* [Exercise directions] List each distinct source cited in the ductus arteriosus passage below, with its authors and year.

Start of Passage provided

The ductus arteriosus is a shunt blood vessel of fetal life; it extends between the pulmonary artery and the aorta. It shunts deoxygenated blood from the main pulmonary artery to the descending aorta. Over half of the blood flow in the descending aorta is diverted to the umbilico-placental circulation (Heymann and Rudolph, 1975), where gaseous exchange takes place. The timing of closure of the ductus after birth varies between species (Heymann and Rudolph, 1975), but it is usually complete within 48 h in humans (Drayton and Skidmore, 1987). Ductal patency in utero is an active state principally maintained by the potent dilator effect of prostaglandins (PGs) b (Coceani and Olley, 1988). Closure at birth is because of contraction of its smooth muscle. This is secondary to withdrawal of dilation and active stimulation of contraction, particularly by increased oxygen tension (Coceani and Olley, 1988). The control of the ductus is clinically important in a number of areas. Contraction of the ductus, with or without fetal heart failure, is a recognized side effect of administration of prostaglandin H synthase (PGHS) inhibitors to the mother (Van den Veyver and Moise, 1993). Failure of ductal closure after birth is a common complication of premature delivery, and, conversely, in some forms of congenital heart disease, survival of the neonate is dependent on persistent patency of the ductus (see Gersony, 1986 for review). Understanding the role of PGs in the control of the ductus led directly to therapies in the human neonate, specifically, indomethacin to close the ductus and E series PGs to maintain its patency.

This review seeks to summarize the current state of knowledge of the factors that maintain ductal patency in utero and promote ductal contraction after birth. It also seeks to identify potential novel therapeutic strategies for avoiding ductal contraction as a side effect of maternal anti-PG therapy and for the safer and more effective manipulation of ductal patency in the human neonate.

End of Passage provided
Start of Available data

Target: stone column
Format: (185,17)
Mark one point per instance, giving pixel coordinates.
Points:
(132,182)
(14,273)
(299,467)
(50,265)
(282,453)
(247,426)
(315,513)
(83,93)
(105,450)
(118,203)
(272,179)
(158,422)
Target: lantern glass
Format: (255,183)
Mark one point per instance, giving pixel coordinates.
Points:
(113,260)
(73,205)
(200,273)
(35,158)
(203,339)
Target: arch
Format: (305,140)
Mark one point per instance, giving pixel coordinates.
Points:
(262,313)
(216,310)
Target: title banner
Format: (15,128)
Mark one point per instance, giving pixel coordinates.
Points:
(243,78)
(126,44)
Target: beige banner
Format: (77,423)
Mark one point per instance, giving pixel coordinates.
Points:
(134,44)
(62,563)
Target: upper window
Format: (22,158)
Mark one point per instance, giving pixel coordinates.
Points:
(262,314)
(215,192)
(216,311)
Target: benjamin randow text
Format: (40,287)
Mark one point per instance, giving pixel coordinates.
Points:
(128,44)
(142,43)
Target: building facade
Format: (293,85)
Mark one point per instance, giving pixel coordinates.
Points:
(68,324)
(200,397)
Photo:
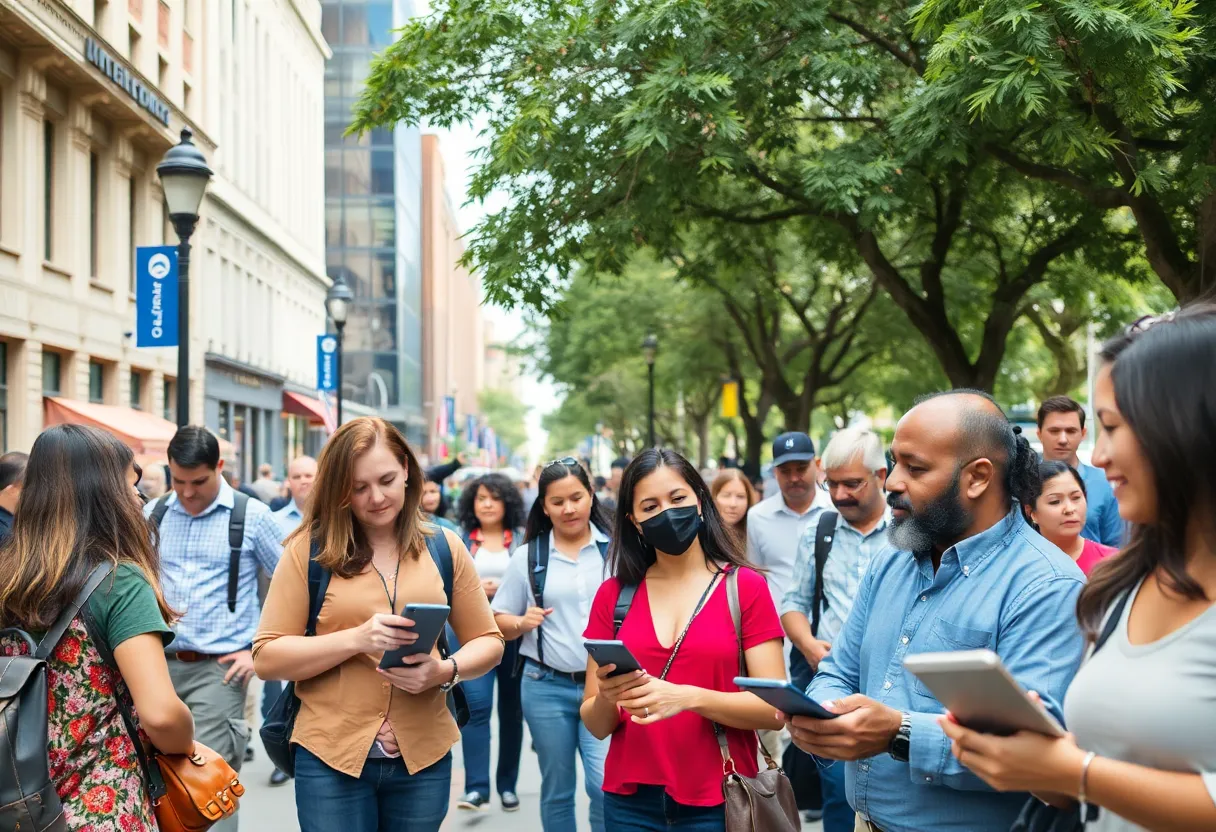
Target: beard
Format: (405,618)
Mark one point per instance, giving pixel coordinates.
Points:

End of Available data
Start of Available data

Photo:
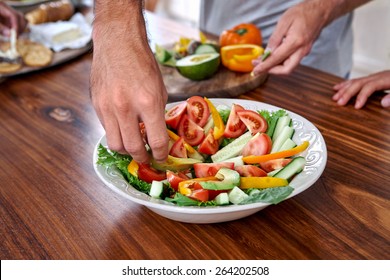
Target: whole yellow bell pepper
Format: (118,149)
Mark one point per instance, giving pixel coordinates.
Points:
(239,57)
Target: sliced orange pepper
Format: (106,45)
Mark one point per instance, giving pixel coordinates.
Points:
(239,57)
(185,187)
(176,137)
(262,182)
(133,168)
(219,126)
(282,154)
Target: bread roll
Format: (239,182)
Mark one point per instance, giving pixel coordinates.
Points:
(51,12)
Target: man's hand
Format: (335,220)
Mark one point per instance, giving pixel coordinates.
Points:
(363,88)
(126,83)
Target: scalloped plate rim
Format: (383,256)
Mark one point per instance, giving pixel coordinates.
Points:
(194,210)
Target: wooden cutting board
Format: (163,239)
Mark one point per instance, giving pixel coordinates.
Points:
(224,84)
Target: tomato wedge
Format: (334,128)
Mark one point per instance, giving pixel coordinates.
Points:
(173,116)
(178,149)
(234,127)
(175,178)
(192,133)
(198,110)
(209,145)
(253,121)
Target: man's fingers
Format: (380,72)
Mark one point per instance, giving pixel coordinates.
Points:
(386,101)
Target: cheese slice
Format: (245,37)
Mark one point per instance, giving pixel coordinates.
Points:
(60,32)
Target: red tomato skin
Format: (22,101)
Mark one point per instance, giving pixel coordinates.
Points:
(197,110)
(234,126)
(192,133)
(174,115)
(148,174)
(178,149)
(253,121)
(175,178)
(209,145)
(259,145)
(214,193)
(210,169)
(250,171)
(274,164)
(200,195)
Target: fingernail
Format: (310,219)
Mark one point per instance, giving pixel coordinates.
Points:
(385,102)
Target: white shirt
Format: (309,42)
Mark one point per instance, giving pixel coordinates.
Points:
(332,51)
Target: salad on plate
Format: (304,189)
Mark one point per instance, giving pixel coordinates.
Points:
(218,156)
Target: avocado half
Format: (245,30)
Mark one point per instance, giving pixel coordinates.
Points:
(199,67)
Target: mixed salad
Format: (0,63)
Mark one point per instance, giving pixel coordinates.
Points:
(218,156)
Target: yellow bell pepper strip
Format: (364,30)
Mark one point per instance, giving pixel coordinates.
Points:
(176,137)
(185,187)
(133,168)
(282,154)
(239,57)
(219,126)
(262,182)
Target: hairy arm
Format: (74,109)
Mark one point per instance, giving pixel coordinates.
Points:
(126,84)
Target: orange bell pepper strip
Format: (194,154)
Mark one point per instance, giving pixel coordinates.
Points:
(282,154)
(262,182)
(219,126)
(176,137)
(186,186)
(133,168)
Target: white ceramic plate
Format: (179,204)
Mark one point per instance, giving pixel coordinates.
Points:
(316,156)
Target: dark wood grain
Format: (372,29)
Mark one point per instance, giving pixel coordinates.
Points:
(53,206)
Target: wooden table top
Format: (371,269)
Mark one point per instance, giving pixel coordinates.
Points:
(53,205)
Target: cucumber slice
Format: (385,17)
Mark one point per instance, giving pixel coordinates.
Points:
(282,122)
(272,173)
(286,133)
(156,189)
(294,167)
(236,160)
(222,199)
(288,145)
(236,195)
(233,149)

End of Available data
Start of Available data

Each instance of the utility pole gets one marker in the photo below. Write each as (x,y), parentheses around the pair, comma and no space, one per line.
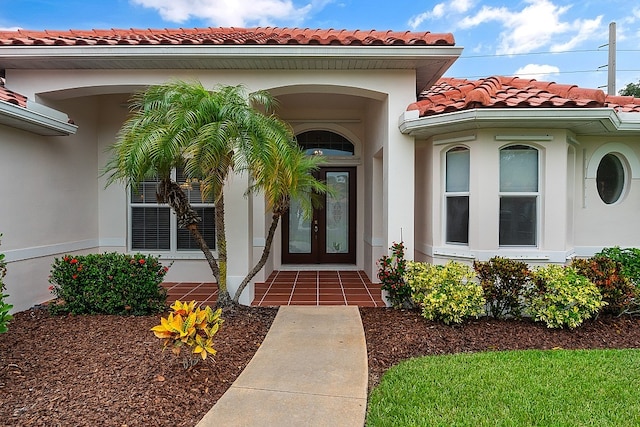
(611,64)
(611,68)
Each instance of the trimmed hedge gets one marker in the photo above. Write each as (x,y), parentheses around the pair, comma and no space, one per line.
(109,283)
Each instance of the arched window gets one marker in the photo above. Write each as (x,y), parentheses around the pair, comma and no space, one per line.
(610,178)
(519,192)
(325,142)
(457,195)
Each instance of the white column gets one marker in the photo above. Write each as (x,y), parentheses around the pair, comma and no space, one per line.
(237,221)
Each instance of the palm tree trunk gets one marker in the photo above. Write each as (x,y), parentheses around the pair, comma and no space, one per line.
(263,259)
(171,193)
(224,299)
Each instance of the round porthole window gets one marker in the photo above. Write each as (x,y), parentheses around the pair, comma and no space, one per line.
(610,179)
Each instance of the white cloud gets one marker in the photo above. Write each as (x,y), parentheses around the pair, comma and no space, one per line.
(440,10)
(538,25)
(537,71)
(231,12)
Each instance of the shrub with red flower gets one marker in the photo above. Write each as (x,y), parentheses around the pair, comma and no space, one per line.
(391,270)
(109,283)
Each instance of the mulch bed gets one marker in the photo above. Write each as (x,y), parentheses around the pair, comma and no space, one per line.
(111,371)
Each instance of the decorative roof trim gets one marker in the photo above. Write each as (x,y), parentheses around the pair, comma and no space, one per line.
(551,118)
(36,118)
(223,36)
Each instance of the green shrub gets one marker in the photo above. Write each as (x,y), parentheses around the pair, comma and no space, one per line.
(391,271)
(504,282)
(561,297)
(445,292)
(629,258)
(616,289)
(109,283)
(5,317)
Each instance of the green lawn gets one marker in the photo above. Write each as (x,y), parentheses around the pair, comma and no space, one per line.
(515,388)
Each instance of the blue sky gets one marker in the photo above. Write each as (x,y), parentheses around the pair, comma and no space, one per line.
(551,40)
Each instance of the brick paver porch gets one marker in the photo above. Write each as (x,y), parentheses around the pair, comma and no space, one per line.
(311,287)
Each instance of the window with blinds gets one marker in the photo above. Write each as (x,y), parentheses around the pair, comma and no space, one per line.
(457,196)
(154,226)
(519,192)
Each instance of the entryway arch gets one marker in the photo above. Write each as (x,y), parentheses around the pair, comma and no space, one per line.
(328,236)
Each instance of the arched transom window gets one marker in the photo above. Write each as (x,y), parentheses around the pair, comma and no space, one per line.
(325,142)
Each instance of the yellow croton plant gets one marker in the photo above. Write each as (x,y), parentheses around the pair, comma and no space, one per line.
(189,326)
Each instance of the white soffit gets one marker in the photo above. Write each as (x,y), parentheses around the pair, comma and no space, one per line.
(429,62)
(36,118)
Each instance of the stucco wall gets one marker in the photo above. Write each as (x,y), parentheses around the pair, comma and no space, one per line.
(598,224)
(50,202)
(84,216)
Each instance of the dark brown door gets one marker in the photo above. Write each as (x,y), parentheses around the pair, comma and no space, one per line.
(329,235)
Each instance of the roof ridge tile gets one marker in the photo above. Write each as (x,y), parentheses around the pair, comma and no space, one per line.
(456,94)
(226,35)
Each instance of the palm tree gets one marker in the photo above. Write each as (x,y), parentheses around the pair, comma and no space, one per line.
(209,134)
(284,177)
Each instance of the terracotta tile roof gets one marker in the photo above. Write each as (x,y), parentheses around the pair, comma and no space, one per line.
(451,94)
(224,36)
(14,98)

End of Available data

* [Output]
- Heymann and Rudolph, 1975
- Drayton and Skidmore, 1987
- Coceani and Olley, 1988
- Van den Veyver and Moise, 1993
- Gersony, 1986